⟨

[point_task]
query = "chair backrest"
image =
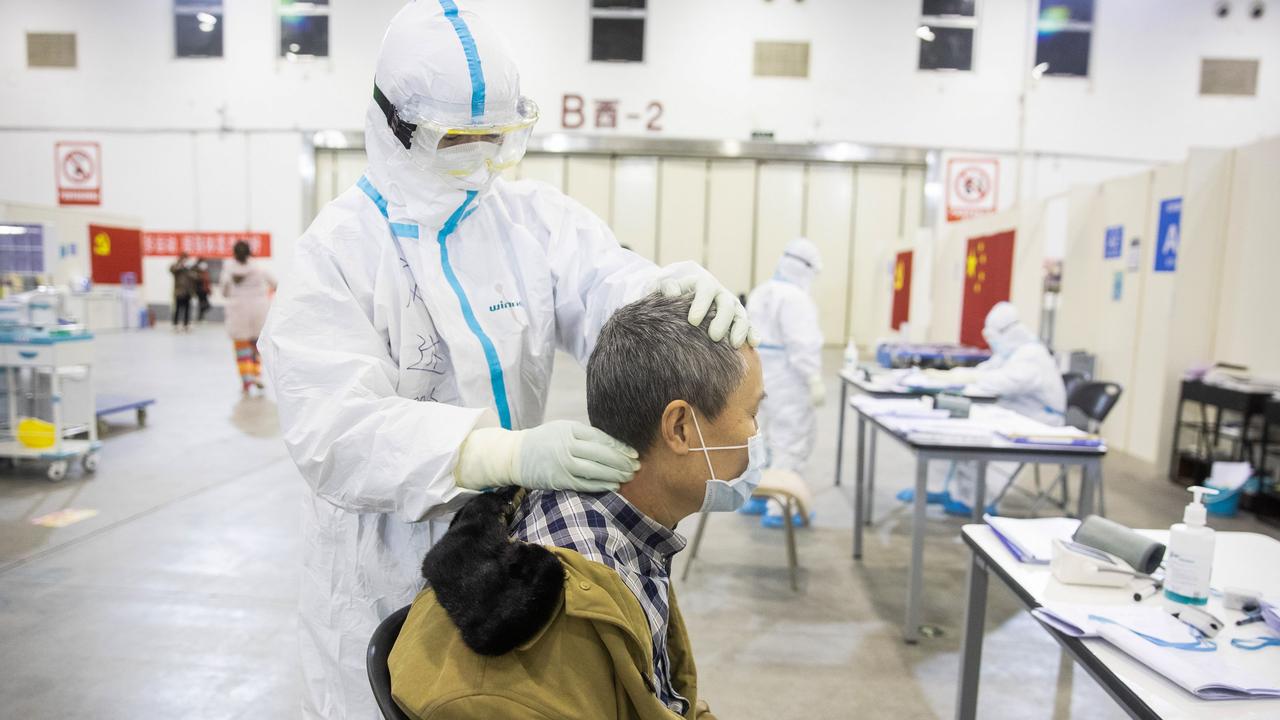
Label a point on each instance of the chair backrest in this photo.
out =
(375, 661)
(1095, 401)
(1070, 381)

⟩
⟨

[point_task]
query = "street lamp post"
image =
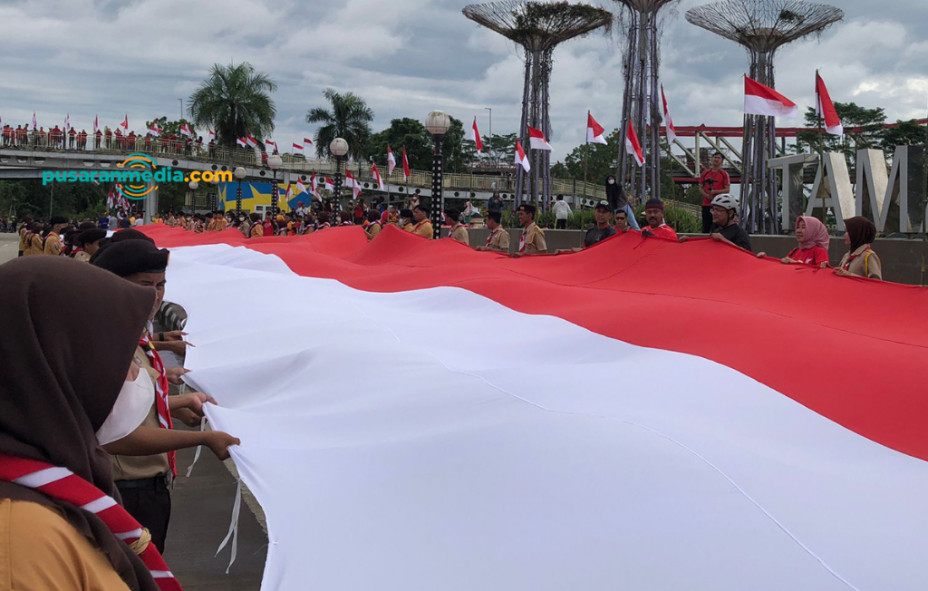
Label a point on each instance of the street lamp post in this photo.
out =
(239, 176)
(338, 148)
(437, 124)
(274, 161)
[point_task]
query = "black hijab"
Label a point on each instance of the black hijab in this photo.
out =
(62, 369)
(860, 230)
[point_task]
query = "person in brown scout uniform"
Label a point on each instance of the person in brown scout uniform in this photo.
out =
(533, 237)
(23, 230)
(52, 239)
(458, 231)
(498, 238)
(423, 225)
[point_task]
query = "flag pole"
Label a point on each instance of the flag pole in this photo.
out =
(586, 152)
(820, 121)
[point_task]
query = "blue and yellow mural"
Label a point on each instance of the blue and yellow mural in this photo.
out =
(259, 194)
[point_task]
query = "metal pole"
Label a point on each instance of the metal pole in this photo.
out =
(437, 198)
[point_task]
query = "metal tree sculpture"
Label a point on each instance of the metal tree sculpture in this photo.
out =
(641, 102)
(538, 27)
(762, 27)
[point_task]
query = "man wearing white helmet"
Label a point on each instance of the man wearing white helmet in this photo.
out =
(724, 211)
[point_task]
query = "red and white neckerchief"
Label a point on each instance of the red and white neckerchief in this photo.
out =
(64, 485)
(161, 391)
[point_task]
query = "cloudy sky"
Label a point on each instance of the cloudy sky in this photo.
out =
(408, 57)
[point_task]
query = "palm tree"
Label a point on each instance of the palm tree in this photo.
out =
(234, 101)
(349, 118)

⟩

• WHAT NEEDS TO BE DONE: How many lines of the material above contain the string "post"? Reply with the number alone.

• ANSWER: 2